--- Challenge ---
Swap "service" for "tool" throughout all the rows below and keep everything else the same. Leave the pictures out of your copy.

## Begin Raw data

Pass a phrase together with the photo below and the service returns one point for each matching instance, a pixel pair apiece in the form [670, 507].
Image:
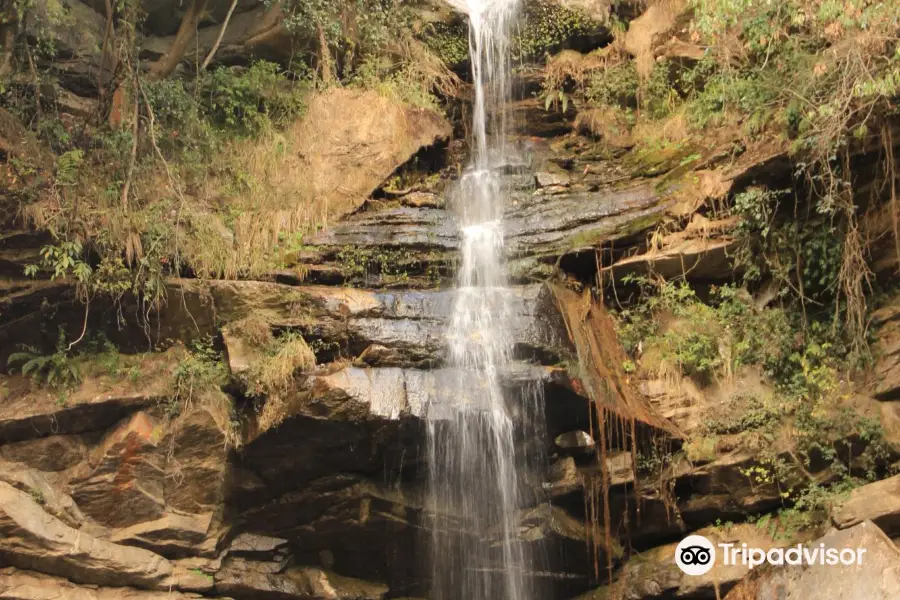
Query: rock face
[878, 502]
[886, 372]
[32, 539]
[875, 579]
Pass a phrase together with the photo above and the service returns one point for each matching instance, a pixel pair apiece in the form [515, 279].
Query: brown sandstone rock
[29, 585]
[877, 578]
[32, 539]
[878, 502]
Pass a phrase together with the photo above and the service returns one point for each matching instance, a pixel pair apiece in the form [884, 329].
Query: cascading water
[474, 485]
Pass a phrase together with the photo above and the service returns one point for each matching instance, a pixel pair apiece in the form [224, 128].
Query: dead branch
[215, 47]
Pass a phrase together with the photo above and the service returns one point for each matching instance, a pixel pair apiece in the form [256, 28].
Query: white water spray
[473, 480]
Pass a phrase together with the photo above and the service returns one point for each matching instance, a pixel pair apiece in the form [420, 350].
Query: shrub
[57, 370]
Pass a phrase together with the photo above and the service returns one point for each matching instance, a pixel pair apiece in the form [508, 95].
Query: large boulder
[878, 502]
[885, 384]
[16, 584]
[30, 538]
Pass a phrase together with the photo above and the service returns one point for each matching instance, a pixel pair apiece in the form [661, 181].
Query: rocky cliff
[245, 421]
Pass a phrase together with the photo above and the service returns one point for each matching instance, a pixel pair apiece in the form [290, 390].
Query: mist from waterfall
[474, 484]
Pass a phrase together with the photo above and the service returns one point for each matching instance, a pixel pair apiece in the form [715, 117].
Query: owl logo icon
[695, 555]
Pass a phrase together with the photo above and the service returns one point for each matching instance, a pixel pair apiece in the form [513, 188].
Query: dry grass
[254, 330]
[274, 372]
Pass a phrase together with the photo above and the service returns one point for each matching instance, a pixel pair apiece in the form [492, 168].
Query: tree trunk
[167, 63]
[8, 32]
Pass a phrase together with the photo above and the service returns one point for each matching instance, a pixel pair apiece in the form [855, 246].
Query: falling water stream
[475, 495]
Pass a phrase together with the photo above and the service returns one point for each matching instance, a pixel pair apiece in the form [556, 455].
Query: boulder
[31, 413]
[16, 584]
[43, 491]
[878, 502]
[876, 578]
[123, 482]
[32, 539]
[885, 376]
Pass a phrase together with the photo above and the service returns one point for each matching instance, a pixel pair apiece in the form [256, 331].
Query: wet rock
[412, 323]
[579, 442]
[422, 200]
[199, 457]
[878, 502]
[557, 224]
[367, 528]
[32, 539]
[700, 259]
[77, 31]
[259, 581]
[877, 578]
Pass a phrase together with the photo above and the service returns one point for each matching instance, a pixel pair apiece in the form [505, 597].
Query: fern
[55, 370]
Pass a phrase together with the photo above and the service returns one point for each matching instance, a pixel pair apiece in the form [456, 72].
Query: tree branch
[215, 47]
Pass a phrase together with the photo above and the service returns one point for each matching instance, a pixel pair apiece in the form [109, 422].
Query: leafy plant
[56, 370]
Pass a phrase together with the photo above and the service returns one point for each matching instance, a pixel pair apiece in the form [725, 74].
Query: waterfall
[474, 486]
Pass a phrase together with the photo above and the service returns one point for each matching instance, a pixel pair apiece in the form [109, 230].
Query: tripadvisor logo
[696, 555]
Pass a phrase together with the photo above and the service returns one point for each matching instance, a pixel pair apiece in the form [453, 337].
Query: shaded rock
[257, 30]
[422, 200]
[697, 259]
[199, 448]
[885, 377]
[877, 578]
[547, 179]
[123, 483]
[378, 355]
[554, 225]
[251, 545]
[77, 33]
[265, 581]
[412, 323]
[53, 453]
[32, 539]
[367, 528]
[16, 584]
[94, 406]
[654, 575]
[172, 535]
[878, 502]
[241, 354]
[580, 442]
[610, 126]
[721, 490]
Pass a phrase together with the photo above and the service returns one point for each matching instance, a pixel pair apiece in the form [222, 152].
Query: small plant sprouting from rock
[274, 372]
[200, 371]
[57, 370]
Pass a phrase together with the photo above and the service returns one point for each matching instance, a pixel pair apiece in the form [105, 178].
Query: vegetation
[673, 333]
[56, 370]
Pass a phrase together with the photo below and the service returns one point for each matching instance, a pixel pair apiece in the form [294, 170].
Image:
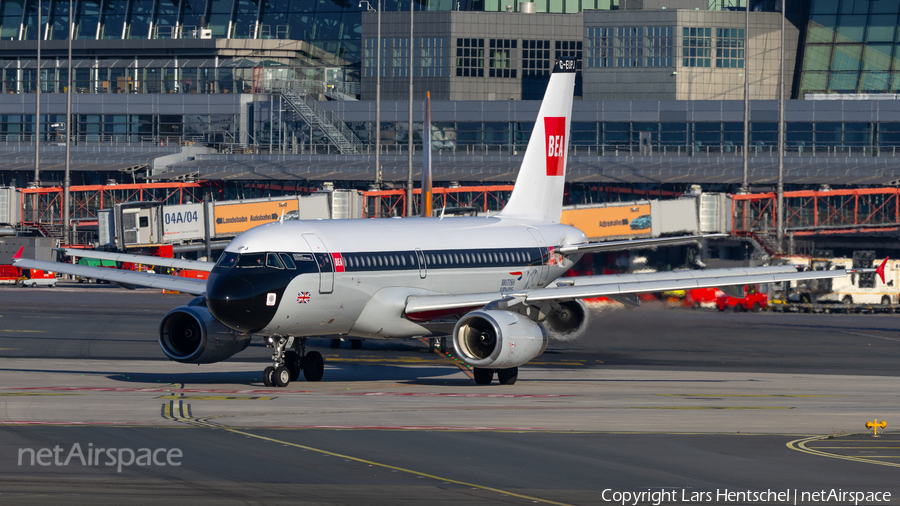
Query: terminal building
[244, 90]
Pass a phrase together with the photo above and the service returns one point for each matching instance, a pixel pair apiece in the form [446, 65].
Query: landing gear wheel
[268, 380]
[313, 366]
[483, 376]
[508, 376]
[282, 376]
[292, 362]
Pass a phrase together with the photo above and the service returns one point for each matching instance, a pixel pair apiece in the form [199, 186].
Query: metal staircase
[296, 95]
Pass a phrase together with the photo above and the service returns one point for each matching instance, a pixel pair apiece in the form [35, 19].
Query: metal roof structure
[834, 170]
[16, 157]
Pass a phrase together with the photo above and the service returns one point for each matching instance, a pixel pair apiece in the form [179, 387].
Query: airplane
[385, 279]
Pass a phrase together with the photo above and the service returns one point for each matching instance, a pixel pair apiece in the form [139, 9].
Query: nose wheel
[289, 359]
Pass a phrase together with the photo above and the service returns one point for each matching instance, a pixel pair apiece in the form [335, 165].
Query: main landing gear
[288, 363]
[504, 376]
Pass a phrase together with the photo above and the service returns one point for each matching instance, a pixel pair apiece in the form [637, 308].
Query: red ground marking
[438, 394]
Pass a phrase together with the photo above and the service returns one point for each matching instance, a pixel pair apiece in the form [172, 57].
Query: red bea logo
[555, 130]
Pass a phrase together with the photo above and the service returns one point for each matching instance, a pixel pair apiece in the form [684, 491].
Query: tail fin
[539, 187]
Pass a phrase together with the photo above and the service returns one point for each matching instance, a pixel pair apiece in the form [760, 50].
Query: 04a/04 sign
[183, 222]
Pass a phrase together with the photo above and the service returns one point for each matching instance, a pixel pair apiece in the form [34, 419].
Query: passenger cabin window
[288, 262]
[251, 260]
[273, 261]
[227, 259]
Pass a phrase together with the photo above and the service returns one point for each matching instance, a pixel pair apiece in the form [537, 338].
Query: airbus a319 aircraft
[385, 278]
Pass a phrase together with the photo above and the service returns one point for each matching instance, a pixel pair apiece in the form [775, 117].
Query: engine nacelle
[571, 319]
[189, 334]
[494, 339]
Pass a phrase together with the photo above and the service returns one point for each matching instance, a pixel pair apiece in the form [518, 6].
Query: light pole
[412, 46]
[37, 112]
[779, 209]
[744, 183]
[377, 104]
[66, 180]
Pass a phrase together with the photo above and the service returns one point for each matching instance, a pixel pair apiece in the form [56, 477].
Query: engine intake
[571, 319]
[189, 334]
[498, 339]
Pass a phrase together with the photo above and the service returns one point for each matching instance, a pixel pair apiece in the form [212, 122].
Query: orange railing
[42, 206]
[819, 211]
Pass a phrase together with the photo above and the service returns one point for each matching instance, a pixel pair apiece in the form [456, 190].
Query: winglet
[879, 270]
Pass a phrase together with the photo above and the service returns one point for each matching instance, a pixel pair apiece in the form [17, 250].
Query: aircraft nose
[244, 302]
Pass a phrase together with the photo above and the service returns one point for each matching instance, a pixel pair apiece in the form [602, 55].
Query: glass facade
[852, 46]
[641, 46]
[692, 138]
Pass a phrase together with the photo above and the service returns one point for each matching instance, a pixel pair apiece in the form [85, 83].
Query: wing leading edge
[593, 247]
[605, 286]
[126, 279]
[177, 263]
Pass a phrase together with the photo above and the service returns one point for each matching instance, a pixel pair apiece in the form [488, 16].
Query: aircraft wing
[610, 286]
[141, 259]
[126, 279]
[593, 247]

## End Raw data

--- Result of the exercise ---
Pass a phrase together with the photo below and the tool returns one point for each matching instance, a pixel pair apiece in the form [670, 507].
Image:
Query: rock face
[878, 502]
[886, 372]
[32, 539]
[875, 579]
Pass a phrase together with the photo above and the tool returns one point for each matching instance, a pixel pair apiece in the form [515, 279].
Query: brown sandstone rock
[29, 585]
[877, 578]
[32, 539]
[878, 502]
Pass a phrase together with the photo above and the tool returns one point for each matching instance, a pixel pair apiece in the form [884, 329].
Query: cascading water
[474, 485]
Pass a phrase together with the photo above and the tool returns one point for each matching instance, a pixel pair apiece in the form [224, 128].
Query: dead branch
[215, 47]
Pass a phrase together with the photo above and the tool returns one point for each matching instance, a pixel pair apiece in the form [256, 28].
Query: white water spray
[473, 480]
Pass a phrase together with the photo above and the tool returns one point for each matching instance, a pixel pair apiece in the form [420, 350].
Query: shrub
[57, 370]
Pass a phrase together with the photo above and the tool returns one point for each matching instance, a pixel pair apiece in the form [508, 95].
Query: large boulder
[878, 502]
[885, 384]
[16, 584]
[30, 538]
Pass a phrase together with the photo above and the tool returns one point for each matching instance, a pixel pair apiece in the form [661, 181].
Query: rocky cliff
[245, 421]
Pass a phrase together with the photo above and the tool returns one point for each matching instance, a pixel pair apiece in the form [290, 390].
Query: mist from waterfall
[474, 484]
Pass a phrase together with the photo above and the tool returns one point for each matching instance, a pixel pair apiece in the form [715, 117].
Query: owl logo icon
[695, 555]
Pass a phrase together with the photo above and the tool returns one point for each matching instance, a pixel pair apiece in the form [513, 188].
Query: dry grass
[254, 330]
[274, 372]
Pass a phrase together with the photo above and the tool returns one point for each matching instance, a pixel pair apiece in the form [492, 168].
Query: tree trunk
[167, 63]
[8, 32]
Pass a phrase together with the photo above and the tool returns one point for each matching instance, a pixel pair apiece in the form [855, 246].
Query: falling water stream
[475, 495]
Pass a phrase together with the photo above and the tool returns one point for each matching instance, a pixel pair apiece in the form [556, 455].
Query: boulder
[31, 413]
[16, 584]
[43, 491]
[878, 502]
[876, 578]
[123, 482]
[32, 539]
[885, 376]
Pass a phrase together with the photo above and the tool returns one point for each matching instance, a pixel pair apiece in the form [256, 331].
Query: wet rock
[412, 323]
[579, 442]
[422, 200]
[199, 457]
[878, 502]
[557, 224]
[367, 528]
[32, 539]
[700, 259]
[77, 31]
[259, 581]
[877, 578]
Pass a phrase together with the photo above and the tool returns one point for each matching instance, a pixel pair apiece in the form [505, 597].
Query: fern
[55, 370]
Pass a phrase together with the photo above and the tool returns one point for each matching instance, a pixel pair apiece in the form [456, 72].
Query: tree branch
[215, 47]
Pass a phrase together with the photo above and the tool returns one point for each matching instance, a pixel pair apiece in the form [109, 422].
Query: leafy plant
[56, 370]
Pass a phrase together with the photo above and the tool returns one point for each matching instance, a pixel pair apiece in the form [725, 74].
Query: waterfall
[474, 486]
Pass a phrase together with the photo above and the tool returns one point for each matching instance, a pixel pair apiece in the form [109, 230].
Query: tripadvisor logo
[696, 555]
Pass a phrase together with the photo above and the tool returns one point for each matching instance, a pixel pair apiece in the form [453, 337].
Query: shaded rock
[257, 30]
[422, 200]
[697, 259]
[199, 448]
[885, 377]
[877, 578]
[547, 179]
[123, 483]
[378, 355]
[554, 225]
[251, 545]
[77, 33]
[265, 581]
[412, 323]
[53, 453]
[32, 539]
[367, 528]
[16, 584]
[94, 406]
[654, 575]
[172, 535]
[878, 502]
[241, 354]
[580, 442]
[610, 126]
[721, 490]
Pass a phrase together with the photo above and the tool returns one point for each matching instance, a pixel pair apiece in the form [222, 152].
Query: small plant sprouting from rock
[274, 372]
[200, 371]
[57, 370]
Pass a phrase together with the photo above and the tool returns one point for each matching instance, a pixel pair apiece in the form [105, 178].
Query: vegetation
[673, 333]
[56, 370]
Pass a phrase together with the photo below and the tool returns one point for each matching instance, a pixel pair apiece in the form [294, 170].
Image:
Query: terminal building
[244, 90]
Pass a phrase together with the photo above and the tool returns one point for each matching instance, a pixel pair apiece in the form [446, 65].
Query: landing gear wheel
[268, 380]
[313, 366]
[483, 376]
[508, 376]
[282, 376]
[292, 362]
Pass a phrase together with the photo above and the tool returns one point for each matching instance, a pixel pair apiece in the form [199, 186].
Query: metal staircase
[296, 95]
Pass a phrase together with the photo above and the tool returns one point for each matching instance, a pixel pair apiece in the form [35, 19].
Query: metal roof structure
[834, 170]
[16, 157]
Pass a phrase together with the photo above and the tool returns one point for each matching instance, a pixel pair apiece in the form [179, 387].
Query: airplane
[385, 279]
Pass a phrase together with the photo above and the tool returns one point for each matching instance, a pixel pair apiece in the form [139, 9].
Query: nose wheel
[289, 359]
Pass a phrase together with the photo above and the tool returns one point for each matching instance, a pixel pair apiece in the form [335, 165].
Query: main landing gear
[288, 363]
[504, 376]
Pass a phrase together with the photo above and the tool returns one point for each matching instance, a pixel pair apiece in the form [637, 308].
Query: red ground marking
[438, 394]
Pass a phrase together with the photo above and the tool returns one point for each matching instance, a pixel pair apiece in the form [172, 57].
Query: red bea logo
[555, 130]
Pass a phrase together with the photo above and the tool returns one point for each matching instance, a pixel pair apiece in the form [684, 491].
Query: tail fin
[539, 187]
Pass a phrase together with the photo above and the tool returns one point for each matching instance, a pixel pair apiece in the form [760, 50].
Query: 04a/04 sign
[183, 222]
Pass a phrase together with the photo above and the tool returns one point for each matching instance, a pixel pair apiece in the form [34, 419].
Query: passenger cabin window
[288, 262]
[251, 260]
[273, 261]
[227, 259]
Pass a phrase together with the photo above and the tool returns one point for each matching instance, a pixel pair apiece in the form [537, 338].
Query: airbus a319 aircraft
[385, 278]
Pass a phrase together with the photo above and the tool returns one point for each matching instance, a pixel pair apiece in the form [775, 117].
Query: engine nacelle
[571, 319]
[189, 334]
[494, 339]
Pass a phrase together with the photo above and the tool returns one point for each matching instance, a pixel pair apiece in the form [518, 6].
Query: light pole
[412, 46]
[37, 112]
[779, 209]
[744, 183]
[377, 104]
[66, 180]
Pass a phrase together with the photo above and the tool returns one point for each matching instance, a pixel pair apiece in the form [56, 477].
Query: engine intake
[571, 319]
[189, 334]
[498, 339]
Pass a phrase together with the photo above and the tool returns one point for each matching instance, a pixel pair apiece in the form [212, 122].
Query: orange railing
[42, 206]
[819, 211]
Pass a phrase together with the photo above and the tool returns one point for each matching instance, a pixel pair apiece in the form [456, 190].
Query: winglet
[879, 270]
Pass a phrase together with the photo above and the tool returns one point for each matching instance, a pixel pair apiece in the form [17, 250].
Query: aircraft nose
[244, 302]
Pass a phrase together with the photo above and the tool returns one point for each matching instance, a pixel pair apiece in the form [602, 55].
Query: glass facade
[852, 46]
[641, 46]
[692, 138]
Pass a phrase together with the photo above and the tool returns one point for each matching instance, a pixel pair apiece in the form [85, 83].
Query: wing leading edge
[593, 247]
[605, 286]
[126, 279]
[177, 263]
Pass a phrase together with the photo above and the tool returns one point for each matching instance, a pixel pair apiece in the form [488, 16].
Query: aircraft wing
[610, 286]
[141, 259]
[126, 279]
[593, 247]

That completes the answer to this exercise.